Document text START

CLoMAT
CLoMAT stands for "Conditional Logistic Model Association Tests".
This R package implements three rare-variant association tests for matched case-control
data under the conditional logistic regression (CLR) framework, namely CLR-Burden,
CLR-SKAT, and CLR-MiST, as well as a heuristic and fast matching algorithm.
CLoMAT provides a general solution to control for population stratification by matching cases and controls
based on their ancestry background. It is useful to empower genetic association studies in the
setting with a large number of common controls.
The CLoMAT R package and manual can be downloaded from
GitHub.
Citation for CLoMAT:
S Cheng*, J Lyu*, X Shi, K Wang, Z Wang, M Deng, B Sun, C Wang (2022).
Rare variant association tests for ancestry-matched case-control data based on conditional logistic regression.
Briefings in Bioinformatics, 23(2): bbab572.
[link]
GMMAT
GMMAT stands for "Generalized linear Mixed Model Association Test". This is an R package to perform association tests based
on generalized linear mixed models (i.e. modelling outcomes with the exponential family distributions). The package implemented
a series of algorithms to improve the computational speed so that it is efficient to perform genome-wide scan in large-scale
genetic studies (e.g. case-control disease studies). GMMAT is useful to control for family relatedness, population structure
and complex study design in genome-wide association studies.
Dr. Han Chen
is the leading developer of this R package.
The GMMAT R package and manual can be downloaded
here.
Citation for GMMAT:
H Chen*, C Wang*, MP Conomos, AM Stilp, Z Li, T Sofer, AA Szpiro, W Chen, JM Brehm, JC Celedon,
S Redline, GJ Papanicolaou, TA Thornton, CC Laurie, K Rice, X Lin (2016).

Document text END

## Actions to take
1) For each statement, say yes or no to whether the package descriptions agree with it, and quote the words from the package descriptions that decide it. (a) CLoMAT includes three rare-variant association tests. (b) The CLoMAT package and manual can be downloaded from GitHub. (c) GMMAT models outcomes with normal distributions only.
2) Pick up the package descriptions where they stop and keep writing them.

Entries supplied START

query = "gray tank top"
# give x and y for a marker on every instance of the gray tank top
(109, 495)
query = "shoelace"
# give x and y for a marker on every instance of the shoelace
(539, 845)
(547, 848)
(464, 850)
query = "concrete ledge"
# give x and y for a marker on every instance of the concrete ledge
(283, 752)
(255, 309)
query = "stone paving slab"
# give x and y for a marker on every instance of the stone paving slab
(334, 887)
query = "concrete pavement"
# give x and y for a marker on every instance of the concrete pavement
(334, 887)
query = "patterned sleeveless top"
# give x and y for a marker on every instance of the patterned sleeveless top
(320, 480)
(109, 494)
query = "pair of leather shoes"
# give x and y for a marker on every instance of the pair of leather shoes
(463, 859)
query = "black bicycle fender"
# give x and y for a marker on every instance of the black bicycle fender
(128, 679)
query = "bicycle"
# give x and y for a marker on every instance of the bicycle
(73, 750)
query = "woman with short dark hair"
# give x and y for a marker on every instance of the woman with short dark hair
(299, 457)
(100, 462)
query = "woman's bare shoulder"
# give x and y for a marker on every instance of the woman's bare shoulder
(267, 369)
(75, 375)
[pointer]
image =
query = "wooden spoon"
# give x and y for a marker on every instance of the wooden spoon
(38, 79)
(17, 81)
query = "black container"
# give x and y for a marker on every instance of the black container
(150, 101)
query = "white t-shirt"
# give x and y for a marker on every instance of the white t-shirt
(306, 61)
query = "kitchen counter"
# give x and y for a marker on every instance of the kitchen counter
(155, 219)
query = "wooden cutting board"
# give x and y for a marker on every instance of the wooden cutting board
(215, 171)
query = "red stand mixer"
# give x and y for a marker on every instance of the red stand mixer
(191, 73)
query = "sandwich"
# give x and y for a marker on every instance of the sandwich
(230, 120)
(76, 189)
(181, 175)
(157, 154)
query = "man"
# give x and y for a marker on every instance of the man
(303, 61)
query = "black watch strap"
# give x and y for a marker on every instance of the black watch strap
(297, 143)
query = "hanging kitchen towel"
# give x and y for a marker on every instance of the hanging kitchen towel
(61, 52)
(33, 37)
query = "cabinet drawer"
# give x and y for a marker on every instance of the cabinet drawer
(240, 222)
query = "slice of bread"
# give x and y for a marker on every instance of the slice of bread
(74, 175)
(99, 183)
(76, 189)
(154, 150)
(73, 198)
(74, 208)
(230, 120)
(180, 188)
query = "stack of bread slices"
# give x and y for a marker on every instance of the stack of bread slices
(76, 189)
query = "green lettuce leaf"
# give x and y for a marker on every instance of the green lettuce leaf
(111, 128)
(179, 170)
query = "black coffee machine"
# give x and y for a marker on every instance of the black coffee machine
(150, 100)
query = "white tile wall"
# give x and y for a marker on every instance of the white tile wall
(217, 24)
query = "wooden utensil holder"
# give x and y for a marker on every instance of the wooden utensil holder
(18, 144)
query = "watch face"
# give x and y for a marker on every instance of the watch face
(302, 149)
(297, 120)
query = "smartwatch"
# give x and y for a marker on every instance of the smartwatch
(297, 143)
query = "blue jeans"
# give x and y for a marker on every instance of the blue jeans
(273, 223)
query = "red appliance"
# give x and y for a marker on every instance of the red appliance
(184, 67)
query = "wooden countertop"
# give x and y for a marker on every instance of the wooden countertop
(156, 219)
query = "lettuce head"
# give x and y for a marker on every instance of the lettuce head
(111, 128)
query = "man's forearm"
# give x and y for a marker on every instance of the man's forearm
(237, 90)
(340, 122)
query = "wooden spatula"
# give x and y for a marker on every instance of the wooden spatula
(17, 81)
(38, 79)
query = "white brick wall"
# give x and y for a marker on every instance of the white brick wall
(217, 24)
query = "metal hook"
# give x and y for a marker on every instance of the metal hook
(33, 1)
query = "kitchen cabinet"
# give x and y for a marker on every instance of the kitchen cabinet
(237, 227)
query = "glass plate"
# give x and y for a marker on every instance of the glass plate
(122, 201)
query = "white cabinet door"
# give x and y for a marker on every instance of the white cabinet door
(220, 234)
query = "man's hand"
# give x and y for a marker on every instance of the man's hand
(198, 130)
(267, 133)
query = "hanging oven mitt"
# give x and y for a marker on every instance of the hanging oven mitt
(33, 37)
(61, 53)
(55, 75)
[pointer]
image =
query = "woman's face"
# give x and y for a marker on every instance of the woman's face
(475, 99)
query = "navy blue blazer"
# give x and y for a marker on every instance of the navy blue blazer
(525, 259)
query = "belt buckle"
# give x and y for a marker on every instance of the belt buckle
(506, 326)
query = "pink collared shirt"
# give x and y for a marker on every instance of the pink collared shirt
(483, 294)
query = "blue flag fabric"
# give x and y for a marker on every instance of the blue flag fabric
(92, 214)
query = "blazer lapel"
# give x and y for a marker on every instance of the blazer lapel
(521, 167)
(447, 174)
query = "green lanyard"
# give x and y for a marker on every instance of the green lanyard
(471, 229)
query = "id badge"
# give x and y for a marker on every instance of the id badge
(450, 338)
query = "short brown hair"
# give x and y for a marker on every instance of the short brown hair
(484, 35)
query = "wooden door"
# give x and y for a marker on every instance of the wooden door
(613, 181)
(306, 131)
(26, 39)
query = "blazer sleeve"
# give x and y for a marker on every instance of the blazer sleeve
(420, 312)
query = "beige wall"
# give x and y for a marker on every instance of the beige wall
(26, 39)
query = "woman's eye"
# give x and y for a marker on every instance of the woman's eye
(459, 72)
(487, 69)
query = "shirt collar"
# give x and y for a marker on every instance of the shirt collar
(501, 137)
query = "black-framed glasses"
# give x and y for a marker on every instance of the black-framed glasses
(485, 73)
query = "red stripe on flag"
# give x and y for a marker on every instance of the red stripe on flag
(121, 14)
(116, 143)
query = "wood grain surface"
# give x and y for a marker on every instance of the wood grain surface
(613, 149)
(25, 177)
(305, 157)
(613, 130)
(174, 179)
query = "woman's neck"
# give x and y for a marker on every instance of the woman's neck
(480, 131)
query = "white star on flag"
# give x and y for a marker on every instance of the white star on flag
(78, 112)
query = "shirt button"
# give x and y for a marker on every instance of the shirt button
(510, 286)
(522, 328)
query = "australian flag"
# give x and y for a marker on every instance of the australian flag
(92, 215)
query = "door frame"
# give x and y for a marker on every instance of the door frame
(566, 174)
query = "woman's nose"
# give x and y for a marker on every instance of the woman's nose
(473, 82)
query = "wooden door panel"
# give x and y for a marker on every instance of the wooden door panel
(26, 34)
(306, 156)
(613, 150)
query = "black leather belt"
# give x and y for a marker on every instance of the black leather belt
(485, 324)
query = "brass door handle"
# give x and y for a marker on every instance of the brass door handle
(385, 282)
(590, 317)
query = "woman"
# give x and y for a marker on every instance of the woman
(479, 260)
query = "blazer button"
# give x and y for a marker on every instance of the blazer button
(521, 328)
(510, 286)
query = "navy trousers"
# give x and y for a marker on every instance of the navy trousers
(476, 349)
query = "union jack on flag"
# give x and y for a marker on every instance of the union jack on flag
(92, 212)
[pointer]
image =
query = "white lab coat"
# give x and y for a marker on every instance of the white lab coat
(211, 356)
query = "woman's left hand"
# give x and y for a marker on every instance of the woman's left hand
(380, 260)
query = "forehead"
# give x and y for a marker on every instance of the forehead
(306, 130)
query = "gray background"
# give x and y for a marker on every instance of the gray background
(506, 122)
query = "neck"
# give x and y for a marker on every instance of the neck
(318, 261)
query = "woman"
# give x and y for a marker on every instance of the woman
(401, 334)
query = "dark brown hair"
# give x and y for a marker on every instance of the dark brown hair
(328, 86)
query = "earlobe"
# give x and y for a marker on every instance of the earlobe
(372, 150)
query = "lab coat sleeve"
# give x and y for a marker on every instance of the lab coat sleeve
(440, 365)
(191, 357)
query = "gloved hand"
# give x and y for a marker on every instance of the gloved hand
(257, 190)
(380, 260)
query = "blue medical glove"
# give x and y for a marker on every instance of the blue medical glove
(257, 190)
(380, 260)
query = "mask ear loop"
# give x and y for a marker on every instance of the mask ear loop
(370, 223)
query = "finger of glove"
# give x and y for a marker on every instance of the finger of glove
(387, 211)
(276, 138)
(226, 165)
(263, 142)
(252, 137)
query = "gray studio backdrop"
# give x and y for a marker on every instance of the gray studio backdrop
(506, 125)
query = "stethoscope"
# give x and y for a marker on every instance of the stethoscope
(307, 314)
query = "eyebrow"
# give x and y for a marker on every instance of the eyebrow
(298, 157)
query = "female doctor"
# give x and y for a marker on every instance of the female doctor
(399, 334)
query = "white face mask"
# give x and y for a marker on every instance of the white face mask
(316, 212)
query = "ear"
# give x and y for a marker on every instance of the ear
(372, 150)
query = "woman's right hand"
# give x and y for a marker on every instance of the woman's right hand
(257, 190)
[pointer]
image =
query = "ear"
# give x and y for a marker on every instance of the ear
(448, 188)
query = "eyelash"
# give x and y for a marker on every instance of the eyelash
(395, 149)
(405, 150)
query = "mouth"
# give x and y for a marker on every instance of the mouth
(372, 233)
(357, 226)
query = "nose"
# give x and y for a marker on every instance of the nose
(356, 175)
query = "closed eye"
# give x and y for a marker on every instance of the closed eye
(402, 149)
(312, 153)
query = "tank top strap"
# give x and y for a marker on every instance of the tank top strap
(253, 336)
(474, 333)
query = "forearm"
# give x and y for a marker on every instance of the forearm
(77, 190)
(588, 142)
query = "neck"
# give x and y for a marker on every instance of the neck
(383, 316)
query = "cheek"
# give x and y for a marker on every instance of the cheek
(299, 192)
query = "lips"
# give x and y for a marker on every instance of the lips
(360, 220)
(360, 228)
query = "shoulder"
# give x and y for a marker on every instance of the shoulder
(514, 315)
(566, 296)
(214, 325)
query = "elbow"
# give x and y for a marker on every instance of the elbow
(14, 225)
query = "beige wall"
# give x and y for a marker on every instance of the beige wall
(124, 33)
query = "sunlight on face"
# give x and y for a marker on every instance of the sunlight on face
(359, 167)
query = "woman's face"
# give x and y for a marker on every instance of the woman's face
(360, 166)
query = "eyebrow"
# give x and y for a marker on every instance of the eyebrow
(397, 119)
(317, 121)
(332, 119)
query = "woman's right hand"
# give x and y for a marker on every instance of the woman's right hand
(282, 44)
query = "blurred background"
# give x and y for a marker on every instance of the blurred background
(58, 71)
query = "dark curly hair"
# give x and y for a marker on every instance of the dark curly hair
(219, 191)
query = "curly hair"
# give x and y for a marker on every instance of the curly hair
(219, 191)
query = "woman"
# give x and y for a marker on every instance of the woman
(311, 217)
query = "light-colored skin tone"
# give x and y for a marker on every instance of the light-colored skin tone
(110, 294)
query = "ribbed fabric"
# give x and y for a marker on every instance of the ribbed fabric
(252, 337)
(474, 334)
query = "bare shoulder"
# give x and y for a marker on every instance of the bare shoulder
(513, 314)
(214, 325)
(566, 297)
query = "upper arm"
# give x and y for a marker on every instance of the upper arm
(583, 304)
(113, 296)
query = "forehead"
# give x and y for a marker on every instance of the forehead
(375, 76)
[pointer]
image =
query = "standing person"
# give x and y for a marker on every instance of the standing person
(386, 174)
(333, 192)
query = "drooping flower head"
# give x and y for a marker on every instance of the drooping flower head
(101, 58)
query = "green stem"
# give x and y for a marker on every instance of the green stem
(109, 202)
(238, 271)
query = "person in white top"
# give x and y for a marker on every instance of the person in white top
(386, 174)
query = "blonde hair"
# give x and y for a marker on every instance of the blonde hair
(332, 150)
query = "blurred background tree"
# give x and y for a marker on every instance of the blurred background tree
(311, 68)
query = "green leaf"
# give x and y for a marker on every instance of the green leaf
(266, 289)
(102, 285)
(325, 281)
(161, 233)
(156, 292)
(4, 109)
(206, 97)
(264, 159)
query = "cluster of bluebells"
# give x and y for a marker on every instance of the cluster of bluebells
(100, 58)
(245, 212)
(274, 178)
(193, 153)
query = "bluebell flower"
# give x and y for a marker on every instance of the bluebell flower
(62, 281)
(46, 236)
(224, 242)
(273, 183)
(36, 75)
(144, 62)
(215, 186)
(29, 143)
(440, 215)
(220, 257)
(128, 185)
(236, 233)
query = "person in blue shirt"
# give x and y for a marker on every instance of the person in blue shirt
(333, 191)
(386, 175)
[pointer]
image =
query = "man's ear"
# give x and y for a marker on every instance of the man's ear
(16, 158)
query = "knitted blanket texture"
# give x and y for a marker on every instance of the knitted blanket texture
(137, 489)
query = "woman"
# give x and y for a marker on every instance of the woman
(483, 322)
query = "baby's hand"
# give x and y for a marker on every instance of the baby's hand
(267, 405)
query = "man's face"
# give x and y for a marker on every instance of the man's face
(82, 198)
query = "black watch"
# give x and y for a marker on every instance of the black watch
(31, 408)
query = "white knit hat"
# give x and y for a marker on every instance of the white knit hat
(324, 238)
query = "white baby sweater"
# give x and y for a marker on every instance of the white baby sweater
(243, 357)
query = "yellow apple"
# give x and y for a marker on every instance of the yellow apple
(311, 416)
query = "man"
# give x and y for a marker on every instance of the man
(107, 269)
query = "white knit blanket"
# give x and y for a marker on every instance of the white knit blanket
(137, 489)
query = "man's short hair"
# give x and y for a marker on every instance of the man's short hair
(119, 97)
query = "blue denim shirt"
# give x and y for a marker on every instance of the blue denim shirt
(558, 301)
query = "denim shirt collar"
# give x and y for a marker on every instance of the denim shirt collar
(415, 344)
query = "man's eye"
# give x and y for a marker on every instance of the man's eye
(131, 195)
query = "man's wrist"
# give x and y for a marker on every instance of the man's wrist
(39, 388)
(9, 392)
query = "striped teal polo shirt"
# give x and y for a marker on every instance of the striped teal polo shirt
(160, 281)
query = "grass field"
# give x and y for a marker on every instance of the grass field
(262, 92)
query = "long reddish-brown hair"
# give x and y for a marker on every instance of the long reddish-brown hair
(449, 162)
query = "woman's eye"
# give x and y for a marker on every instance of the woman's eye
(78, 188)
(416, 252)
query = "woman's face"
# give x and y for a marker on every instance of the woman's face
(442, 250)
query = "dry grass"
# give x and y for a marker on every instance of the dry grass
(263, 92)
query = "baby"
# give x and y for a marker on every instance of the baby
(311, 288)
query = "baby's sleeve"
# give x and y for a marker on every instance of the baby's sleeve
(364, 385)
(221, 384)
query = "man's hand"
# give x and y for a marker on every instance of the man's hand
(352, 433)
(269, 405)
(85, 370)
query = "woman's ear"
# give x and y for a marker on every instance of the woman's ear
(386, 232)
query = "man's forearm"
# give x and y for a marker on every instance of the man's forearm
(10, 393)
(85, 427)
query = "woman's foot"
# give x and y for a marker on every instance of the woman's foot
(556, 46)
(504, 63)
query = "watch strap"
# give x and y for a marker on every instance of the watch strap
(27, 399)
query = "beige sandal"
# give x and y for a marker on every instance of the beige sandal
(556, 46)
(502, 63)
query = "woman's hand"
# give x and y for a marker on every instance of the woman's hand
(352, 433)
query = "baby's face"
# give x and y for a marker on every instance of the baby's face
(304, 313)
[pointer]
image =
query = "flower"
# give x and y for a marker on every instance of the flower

Entries supplied END

## Exercise results
1)
(a) Yes: "This R package implements three rare-variant association tests for matched case-control"
(b) Yes: "The CLoMAT R package and manual can be downloaded from GitHub."
(c) No: "modelling outcomes with the exponential family distributions"

2)
Control for population structure and relatedness for binary traits in genetic association studies via logistic mixed models.
American Journal of Human Genetics, 98: 653-666.
[link]
LASER
LASER stands for "Locating Ancestry from SEquence Reads". This package include two C++ programs,
laser and
trace, for
estimating individual ancestry in a reference ancestry space using either shortgun sequence reads (
laser) or genotype data (
trace).
Both programs were implemented under a unified framework based on principal components analysis (PCA) and projection Procrustes analysis.
Given a shared reference panel,
laser and
trace can place sequenced and genotyped samples into the same ancestry space.
LASER can also perform standard PCA on genotype data to explore population structure and to create the reference ancestry space.
Different options to compute PC scores and PC loadings have been implemented in the LASER program (version 2.01 or later).
The LASER program and a detailed manual can be downloaded
here.
Citation for LASER:
C Wang*, X Zhan*, J Bragg-Gresham, HM Kang, D Stambolian, E Chew, K Branham, J Heckenlively,
The FUSION Study, RS Fulton, RK Wilson, ER Mardis, X Lin, A Swaroop, S Zöllner, GR Abecasis (2014).
Ancestry estimation and control of population stratification for sequence-based association studies.
Nature Genetics, 46: 409-415.
[link]
C Wang, X Zhan, L Liang, GR Abecasis, X Lin (2015).
Improved ancestry estimation for both genotyping and sequencing data using projection Procrustes analysis and genotype imputation.
American Journal of Human Genetics, 96: 926-937.
[link]
LASER Server
This is a web server that provides a unified framework to estimate ancestry using either genotyping or sequencing data.
The server is based on the LASER algorithm (Wang et al. 2014 Nature Genetics, Wang et al. 2015 AJHG).
We provide a series of built-in ancestry reference panels on the server so that users do not need to prepare their own panels.
By using the same ancestry reference panel on the server, researchers can directly compare ancestry estimates across different studies.
We also provides interactive graphical visualization to faciliate quick exploration of the ancestry background of samples.
Please try our
LASER Server and have fun!
Citation for LASER Server:
D Taliun, S Chothani, S Schonherr, L Forer, M Boehnke, GR Abecasis, C Wang (2017).
LASER server: ancestry tracing with genotypes or sequence reads.
Bioinformatics, 33: 2056-2058.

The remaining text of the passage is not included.